## 本文
+ + + + +

20世紀に二度の世界大戦を経験し、それに学んだ今世紀には大きな戦争はないのではないかと楽観していましたが、ロシアのウクライナ侵攻を見て驚くとともに、一人の愚かな独裁者によってこのコロナ・極寒の中で多くの市民と兵隊としてかり出される若者の命が奪われることに大きな憤りを覚えます。
 ウクライナは私にとって忘れられないところです。1977年の6月にウクライナのリヴィウ(そころはルボフと呼んでいた)で開催された「金属・非金属転移」の会議に招待され、モスクワを経由して、キエフ、リヴィウを妻と一緒に訪問しました。初めての外国旅行、また初めての国際的な会議での発表で、緊張しつつも全く異なる文化に大いに刺激を受けた旅行でした。ソ連時代ですから、国営の旅行会社のインツーリストが完全にコントロールしたものでしたが、若い女性通訳が案内してくれたキエフは、街路樹が多くとても美しい街並みでした。

+ + + + +

## 指示 1
下のリストのすべての行を、空行を除き、一行を一つの文字列とするJSON配列に変換してください。画像は含めないでください。

## 抽出リスト

+ + + + +

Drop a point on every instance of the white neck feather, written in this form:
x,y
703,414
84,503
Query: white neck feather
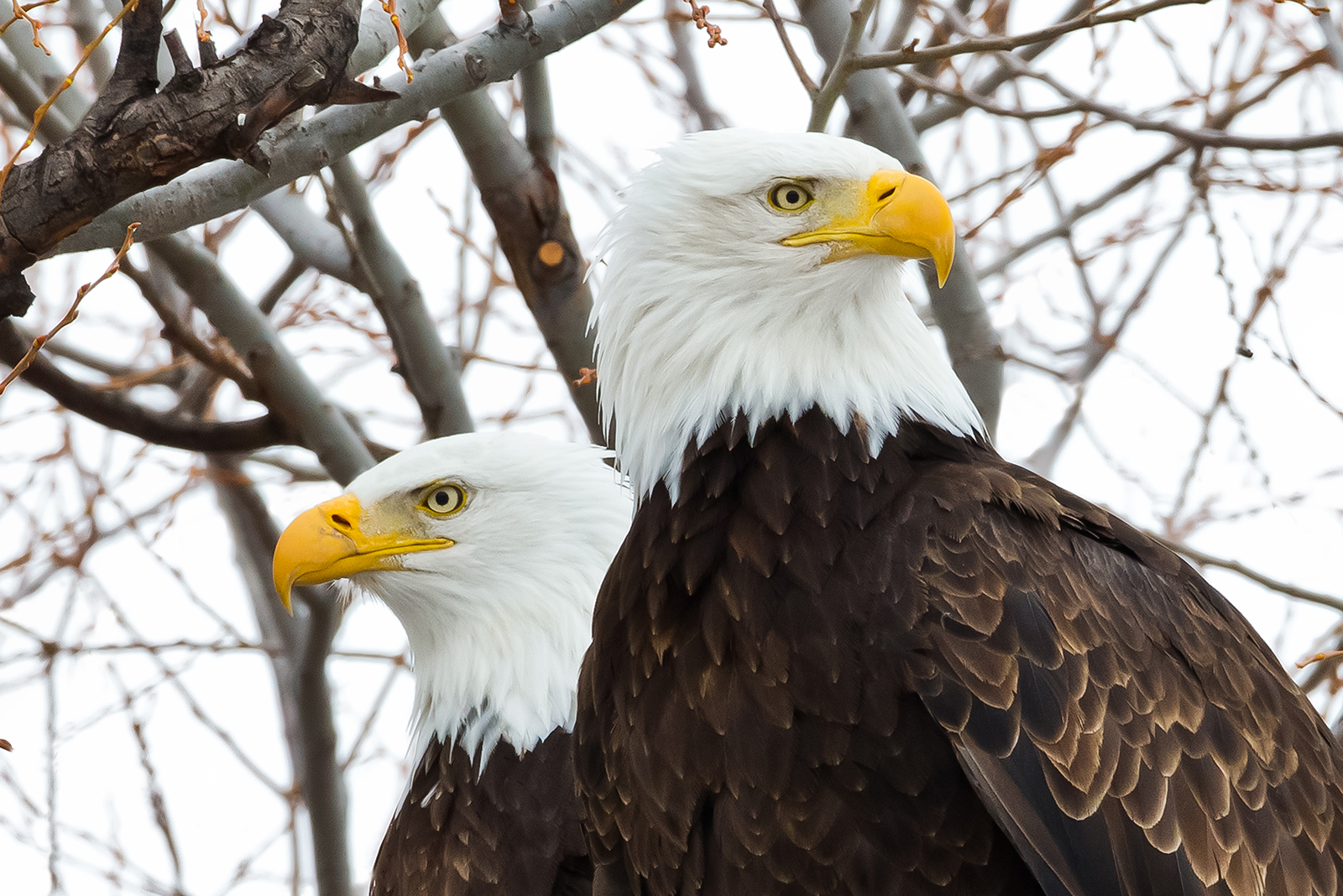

+ + + + +

## 指示 2
ウクライナの思い出を綴った上の本文を、最後の文の後から書き続けてください。

## 解答 1
[
  "Drop a point on every instance of the white neck feather, written in this form:",
  "x,y",
  "703,414",
  "84,503",
  "Query: white neck feather"
]

## 解答 2
 キエフからリヴィウへは、小さな飛行機で向かったのですが、悪天候で遅れると共に、飛行中は大きく上下に揺れ、乗客は全員声を上げることなく無事な飛行を願っているのを感じました。多分夜10時頃だったと思いますが、無事着地すると大きな歓声が上がりました。到着後、順にタラップを降りたのですが、私たちがタラップを降りると、なんと地上に10人ほどの人が横一列に並んで出迎えてくれ、妻には花束が渡されました。多分、日本からよっぽど有名な研究者が来ると勘違いしたのでしょうね、後にも先にも国際会議に出かけた街の空港で出迎えられたのはこの時だけです。
 リヴィウ滞在中は、4人の同世代の研究者が私たちの世話をしてくれました。会議中はその内の1人の研究者が隣に座って英語訳をしてくれていました。妻には研究者の1人が付き添って、毎日街を案内してくれました。そのころリヴィウは、前世紀の雰囲気を思わせる街並みで、泊まったホテルは、部屋の天井が4mくらいある古い宮殿のようなところでした。英語訳をしてくれた研究者は、私たちと数人の研究者をアパートに招いてパーティーをしてくれました。
 この時出会った人々、ウクライナの人々が、愚かな独裁者に屈することなくこの困難なときを無事に切り抜けられることを切望致します。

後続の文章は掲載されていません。